Source records:
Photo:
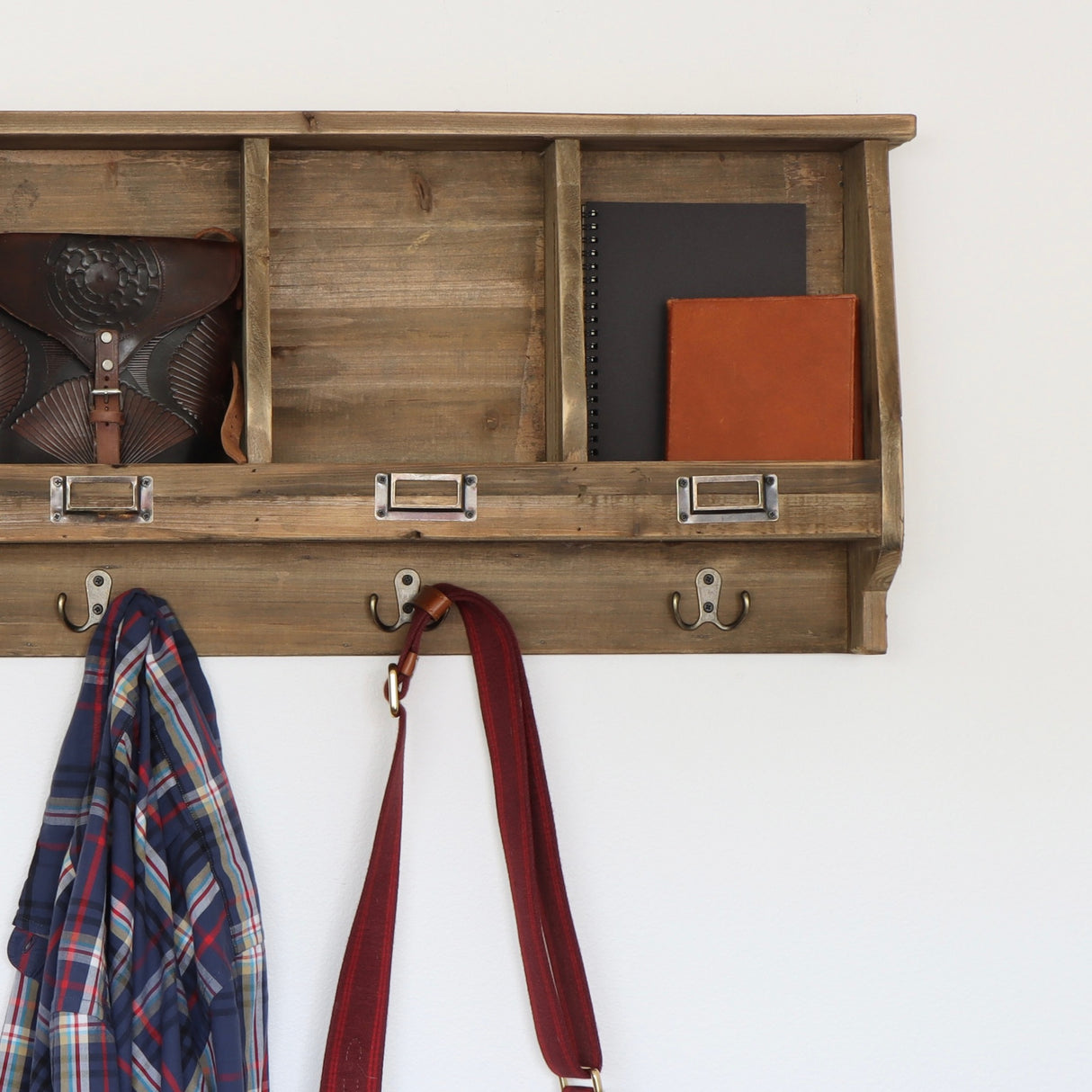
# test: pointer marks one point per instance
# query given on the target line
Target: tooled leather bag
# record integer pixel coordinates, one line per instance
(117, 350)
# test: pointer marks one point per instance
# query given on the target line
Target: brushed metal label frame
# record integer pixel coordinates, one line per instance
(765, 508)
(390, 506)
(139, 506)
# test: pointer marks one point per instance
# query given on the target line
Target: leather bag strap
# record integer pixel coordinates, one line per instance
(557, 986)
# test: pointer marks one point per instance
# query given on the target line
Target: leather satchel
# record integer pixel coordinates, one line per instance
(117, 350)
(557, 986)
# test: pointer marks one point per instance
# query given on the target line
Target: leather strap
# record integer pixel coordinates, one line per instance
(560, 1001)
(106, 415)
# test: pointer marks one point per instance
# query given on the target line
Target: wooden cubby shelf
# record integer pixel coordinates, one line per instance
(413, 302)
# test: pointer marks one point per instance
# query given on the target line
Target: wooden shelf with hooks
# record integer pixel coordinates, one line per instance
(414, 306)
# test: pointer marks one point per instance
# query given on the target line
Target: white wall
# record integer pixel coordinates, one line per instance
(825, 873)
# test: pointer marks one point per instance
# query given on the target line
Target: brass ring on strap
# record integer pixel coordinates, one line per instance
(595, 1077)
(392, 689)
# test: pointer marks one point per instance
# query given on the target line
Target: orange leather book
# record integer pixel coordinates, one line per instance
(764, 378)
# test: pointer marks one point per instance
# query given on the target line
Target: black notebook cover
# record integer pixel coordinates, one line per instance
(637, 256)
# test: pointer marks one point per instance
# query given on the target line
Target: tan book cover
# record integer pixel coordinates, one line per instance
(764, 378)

==

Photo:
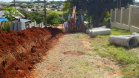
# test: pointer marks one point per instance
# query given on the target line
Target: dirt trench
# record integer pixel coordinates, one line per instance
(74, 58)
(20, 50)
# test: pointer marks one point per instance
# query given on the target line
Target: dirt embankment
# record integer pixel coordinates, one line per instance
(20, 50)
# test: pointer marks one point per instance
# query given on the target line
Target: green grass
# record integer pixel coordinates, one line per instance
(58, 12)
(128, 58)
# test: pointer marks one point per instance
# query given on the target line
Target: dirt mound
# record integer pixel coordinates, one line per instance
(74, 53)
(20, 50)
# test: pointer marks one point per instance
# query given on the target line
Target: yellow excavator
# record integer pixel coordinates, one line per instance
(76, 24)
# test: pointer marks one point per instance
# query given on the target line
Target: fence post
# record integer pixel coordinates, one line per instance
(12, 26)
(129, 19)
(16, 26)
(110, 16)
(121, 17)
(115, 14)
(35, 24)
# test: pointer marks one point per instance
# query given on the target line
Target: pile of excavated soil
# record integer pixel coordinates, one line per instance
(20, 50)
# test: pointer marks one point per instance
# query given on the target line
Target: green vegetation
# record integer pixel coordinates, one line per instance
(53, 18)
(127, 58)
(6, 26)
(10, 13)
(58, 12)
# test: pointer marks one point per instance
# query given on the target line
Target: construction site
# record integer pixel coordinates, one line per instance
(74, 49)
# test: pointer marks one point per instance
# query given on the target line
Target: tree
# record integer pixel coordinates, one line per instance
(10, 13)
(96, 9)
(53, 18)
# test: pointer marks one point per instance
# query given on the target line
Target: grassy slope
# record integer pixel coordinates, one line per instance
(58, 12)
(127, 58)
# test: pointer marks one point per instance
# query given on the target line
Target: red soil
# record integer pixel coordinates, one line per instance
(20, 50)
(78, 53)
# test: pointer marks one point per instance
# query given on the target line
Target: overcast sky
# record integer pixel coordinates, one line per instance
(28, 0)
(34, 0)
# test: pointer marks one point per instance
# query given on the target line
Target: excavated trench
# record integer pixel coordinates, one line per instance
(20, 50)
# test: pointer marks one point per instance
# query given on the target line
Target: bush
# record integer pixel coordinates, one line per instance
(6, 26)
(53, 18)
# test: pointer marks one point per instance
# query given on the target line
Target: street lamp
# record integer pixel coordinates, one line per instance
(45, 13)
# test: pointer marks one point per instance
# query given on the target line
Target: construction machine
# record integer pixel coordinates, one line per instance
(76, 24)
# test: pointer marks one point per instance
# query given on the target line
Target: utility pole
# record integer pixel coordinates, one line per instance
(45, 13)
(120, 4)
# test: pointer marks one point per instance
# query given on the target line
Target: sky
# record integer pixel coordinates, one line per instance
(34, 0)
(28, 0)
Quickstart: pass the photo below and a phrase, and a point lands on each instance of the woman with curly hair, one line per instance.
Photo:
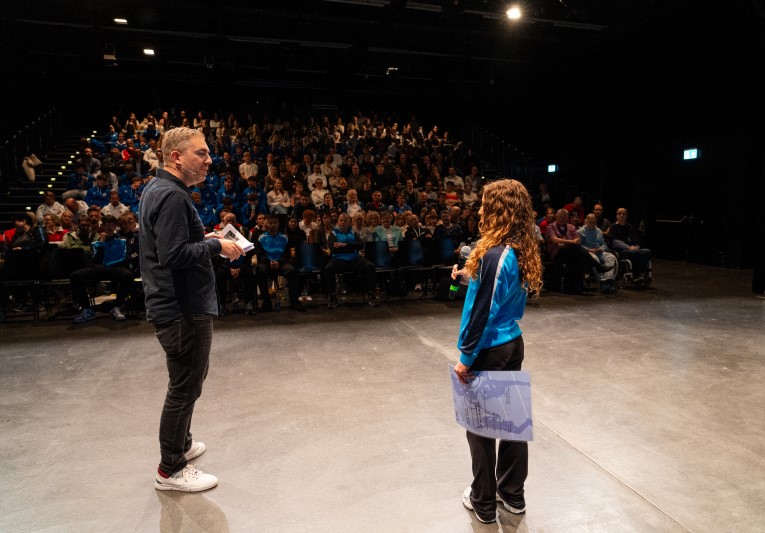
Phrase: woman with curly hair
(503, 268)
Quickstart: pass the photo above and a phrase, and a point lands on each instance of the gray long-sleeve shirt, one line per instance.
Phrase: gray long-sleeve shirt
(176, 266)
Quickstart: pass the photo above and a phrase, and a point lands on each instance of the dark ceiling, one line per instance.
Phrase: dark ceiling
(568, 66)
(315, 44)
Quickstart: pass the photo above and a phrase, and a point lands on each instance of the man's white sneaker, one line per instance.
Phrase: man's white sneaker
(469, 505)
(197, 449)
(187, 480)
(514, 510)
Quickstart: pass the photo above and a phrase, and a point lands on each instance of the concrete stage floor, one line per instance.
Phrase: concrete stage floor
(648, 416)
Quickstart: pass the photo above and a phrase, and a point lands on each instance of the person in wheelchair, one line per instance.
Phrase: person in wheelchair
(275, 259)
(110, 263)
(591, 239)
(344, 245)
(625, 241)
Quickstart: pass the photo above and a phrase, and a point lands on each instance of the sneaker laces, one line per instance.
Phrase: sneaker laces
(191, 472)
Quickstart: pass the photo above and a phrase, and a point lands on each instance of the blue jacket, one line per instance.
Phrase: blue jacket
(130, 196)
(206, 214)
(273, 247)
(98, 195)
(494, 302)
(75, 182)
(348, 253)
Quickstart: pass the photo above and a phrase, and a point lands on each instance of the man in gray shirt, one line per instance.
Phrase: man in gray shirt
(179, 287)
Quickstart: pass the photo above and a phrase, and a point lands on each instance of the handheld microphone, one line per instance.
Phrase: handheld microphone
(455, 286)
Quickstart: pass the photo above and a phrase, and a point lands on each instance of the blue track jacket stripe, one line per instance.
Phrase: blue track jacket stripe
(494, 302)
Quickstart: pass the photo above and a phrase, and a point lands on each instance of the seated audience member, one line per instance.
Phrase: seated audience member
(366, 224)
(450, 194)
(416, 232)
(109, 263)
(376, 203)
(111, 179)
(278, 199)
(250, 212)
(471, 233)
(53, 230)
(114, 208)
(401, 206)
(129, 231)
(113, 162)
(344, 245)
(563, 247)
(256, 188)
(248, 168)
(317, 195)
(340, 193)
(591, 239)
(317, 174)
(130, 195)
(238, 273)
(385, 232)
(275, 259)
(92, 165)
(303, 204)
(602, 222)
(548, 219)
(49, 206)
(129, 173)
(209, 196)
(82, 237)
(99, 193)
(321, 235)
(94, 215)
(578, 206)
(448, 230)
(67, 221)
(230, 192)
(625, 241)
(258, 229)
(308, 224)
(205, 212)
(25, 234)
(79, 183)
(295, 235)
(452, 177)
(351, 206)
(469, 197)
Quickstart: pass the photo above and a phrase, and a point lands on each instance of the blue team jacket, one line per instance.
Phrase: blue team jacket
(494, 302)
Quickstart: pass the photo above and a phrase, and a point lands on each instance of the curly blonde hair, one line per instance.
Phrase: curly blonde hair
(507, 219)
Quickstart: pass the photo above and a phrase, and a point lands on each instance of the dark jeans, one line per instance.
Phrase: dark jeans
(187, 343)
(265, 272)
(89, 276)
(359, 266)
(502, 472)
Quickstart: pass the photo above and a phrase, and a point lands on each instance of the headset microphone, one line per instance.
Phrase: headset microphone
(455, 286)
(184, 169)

--

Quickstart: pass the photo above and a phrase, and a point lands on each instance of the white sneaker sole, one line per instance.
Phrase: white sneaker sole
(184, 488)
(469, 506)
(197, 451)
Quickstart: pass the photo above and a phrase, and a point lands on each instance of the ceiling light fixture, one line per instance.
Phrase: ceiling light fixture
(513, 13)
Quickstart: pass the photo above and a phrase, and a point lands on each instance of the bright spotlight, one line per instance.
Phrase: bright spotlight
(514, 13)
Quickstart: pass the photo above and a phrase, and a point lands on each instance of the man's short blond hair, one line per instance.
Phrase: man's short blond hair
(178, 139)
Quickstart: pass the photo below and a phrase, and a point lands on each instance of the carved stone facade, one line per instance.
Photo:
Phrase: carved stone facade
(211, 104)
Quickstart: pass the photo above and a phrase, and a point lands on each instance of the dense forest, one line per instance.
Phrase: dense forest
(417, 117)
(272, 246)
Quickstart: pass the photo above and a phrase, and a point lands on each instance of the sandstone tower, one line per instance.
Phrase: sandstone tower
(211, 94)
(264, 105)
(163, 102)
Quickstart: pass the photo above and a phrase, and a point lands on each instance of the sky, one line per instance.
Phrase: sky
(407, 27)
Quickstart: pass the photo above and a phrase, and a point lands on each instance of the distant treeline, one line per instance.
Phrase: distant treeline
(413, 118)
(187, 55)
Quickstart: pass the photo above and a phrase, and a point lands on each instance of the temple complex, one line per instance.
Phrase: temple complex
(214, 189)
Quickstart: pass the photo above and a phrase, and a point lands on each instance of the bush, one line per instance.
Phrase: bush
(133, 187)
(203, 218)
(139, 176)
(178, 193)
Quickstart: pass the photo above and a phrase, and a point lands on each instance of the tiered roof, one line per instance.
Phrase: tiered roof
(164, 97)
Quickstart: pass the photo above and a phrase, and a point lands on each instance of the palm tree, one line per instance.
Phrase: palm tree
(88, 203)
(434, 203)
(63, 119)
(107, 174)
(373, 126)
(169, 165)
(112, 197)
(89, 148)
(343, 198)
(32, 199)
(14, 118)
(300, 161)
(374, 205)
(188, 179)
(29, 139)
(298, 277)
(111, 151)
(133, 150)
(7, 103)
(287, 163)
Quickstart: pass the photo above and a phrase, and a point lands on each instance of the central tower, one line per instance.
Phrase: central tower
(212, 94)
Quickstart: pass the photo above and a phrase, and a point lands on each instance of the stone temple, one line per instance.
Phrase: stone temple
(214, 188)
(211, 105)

Required work:
Where a line of the data above includes "green", copy that line.

Result of this task:
Target: green grass
Target: green vegetation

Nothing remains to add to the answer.